_STATED PROBLEM_
Count the lines in the items below that contain the string "door", treating uppercase and lowercase as different, and give only the number.

BEGIN RECORDS PROVIDED

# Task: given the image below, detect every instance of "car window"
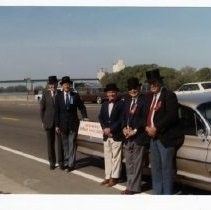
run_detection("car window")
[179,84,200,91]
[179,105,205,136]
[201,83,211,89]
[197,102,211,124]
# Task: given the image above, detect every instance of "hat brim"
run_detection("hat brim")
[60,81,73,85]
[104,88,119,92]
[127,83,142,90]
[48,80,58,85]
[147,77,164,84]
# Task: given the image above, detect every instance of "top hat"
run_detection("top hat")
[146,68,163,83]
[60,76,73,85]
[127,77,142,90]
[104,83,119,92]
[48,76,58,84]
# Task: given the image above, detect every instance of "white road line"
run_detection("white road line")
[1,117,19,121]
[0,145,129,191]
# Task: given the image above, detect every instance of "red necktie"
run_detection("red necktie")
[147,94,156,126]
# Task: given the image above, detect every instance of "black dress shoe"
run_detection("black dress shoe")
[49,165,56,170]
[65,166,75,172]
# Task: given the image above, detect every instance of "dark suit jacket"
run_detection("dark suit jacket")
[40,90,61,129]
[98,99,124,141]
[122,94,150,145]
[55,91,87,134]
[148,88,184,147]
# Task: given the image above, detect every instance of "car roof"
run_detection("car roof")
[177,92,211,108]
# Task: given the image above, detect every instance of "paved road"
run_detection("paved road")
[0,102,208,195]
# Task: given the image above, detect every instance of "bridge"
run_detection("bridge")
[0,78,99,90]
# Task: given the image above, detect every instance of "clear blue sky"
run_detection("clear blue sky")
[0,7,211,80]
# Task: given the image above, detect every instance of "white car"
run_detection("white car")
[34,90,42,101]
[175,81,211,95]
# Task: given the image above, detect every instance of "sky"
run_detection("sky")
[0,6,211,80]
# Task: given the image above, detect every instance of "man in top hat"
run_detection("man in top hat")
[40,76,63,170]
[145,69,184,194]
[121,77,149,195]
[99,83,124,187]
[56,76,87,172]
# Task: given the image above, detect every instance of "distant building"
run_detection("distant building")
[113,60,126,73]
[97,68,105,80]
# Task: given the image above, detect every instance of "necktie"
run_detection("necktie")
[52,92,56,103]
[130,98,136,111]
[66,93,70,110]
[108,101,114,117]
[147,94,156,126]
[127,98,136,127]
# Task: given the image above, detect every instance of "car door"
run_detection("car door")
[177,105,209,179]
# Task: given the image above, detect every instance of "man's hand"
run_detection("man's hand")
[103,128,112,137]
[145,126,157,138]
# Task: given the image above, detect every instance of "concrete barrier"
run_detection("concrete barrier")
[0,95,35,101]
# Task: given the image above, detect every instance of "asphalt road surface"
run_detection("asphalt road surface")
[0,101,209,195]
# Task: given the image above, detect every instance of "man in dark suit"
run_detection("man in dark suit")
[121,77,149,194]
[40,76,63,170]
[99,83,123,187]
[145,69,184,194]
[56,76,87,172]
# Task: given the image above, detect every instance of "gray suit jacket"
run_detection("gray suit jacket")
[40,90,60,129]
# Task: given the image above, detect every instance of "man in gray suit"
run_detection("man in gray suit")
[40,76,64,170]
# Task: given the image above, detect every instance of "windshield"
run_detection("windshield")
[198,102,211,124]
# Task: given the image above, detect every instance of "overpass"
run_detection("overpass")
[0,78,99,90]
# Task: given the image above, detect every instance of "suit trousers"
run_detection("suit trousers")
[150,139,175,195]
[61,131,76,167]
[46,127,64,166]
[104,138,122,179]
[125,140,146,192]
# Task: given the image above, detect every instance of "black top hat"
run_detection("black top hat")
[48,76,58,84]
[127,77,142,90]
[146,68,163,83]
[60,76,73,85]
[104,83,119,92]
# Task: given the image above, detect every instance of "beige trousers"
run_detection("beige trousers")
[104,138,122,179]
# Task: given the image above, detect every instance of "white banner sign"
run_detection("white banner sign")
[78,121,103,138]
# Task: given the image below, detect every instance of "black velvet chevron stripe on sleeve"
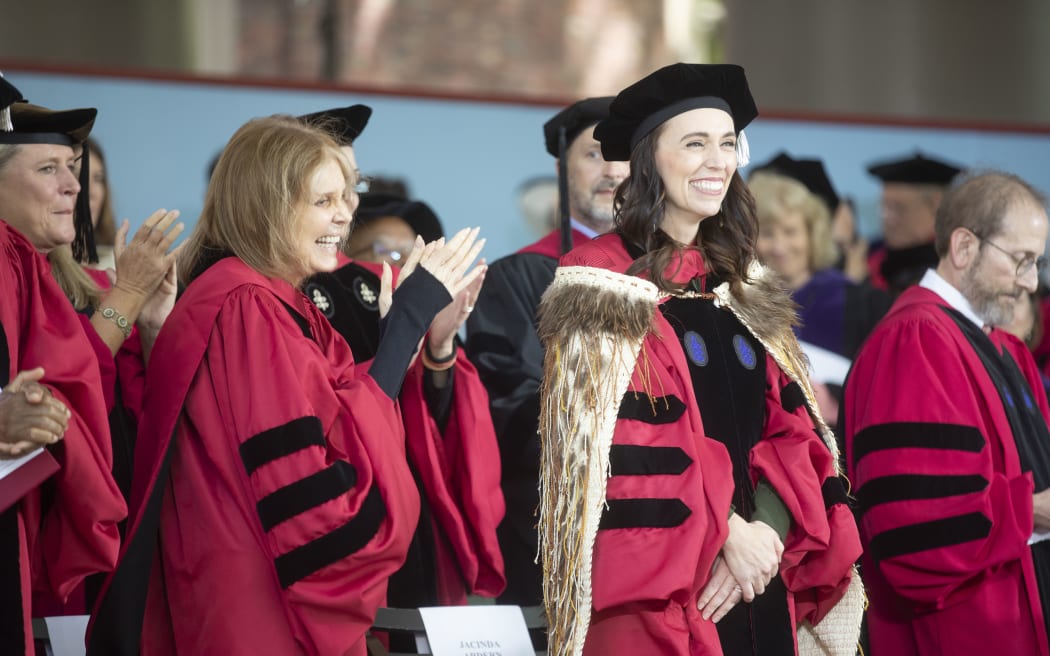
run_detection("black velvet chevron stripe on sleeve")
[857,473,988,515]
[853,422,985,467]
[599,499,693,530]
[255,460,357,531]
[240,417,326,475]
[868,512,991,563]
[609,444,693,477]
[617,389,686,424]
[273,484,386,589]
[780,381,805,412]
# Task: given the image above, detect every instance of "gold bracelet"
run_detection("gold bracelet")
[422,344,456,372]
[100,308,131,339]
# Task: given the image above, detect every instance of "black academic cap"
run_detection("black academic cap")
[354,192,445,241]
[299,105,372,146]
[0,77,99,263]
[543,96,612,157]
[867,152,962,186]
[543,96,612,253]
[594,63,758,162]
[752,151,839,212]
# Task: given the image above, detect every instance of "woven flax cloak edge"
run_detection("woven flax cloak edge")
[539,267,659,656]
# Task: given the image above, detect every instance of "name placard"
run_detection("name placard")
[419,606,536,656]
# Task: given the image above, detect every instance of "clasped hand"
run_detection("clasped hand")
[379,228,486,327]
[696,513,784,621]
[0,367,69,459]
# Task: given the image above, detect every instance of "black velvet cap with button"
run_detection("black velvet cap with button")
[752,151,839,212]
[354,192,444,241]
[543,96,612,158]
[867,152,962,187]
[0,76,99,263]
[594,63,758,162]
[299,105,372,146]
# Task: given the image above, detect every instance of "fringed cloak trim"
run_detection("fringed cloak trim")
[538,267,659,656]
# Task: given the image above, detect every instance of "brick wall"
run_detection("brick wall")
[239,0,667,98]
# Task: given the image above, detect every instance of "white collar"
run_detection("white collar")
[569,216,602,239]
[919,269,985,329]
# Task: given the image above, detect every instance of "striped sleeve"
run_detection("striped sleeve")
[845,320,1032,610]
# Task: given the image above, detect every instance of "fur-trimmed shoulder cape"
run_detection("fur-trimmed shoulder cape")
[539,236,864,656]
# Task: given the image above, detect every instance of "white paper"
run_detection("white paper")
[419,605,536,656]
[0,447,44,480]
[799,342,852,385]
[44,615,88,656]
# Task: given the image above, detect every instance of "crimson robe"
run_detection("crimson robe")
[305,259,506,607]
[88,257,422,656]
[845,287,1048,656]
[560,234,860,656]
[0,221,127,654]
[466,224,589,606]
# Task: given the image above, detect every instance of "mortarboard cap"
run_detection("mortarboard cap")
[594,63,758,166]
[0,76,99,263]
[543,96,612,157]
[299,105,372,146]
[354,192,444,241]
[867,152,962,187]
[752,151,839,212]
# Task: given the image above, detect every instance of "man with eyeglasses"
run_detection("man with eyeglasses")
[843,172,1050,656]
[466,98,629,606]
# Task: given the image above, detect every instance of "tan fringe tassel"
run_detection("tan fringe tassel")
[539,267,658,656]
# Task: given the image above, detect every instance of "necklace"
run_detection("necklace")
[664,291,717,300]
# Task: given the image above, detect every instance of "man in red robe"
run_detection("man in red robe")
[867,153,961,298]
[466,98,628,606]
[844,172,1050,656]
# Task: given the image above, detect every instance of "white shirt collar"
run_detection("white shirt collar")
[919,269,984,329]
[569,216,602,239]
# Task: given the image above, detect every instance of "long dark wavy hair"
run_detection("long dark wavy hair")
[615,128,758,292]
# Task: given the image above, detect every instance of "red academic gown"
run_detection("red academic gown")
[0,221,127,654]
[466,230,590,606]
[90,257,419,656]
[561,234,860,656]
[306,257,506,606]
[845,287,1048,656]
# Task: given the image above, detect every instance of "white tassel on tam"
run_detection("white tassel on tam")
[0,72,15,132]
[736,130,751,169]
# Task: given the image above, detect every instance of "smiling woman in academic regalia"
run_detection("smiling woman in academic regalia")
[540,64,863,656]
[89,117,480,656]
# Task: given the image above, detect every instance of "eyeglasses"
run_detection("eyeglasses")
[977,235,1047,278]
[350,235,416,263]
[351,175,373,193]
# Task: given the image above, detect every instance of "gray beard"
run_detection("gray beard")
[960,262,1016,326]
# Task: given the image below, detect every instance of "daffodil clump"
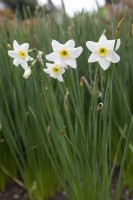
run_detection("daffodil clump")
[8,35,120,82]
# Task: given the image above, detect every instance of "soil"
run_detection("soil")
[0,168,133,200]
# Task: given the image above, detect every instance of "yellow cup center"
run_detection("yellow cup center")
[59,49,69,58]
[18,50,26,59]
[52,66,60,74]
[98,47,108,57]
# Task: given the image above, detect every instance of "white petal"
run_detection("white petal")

END RECORDS PROVIDED

_OUTPUT FOR THIS TASK_
2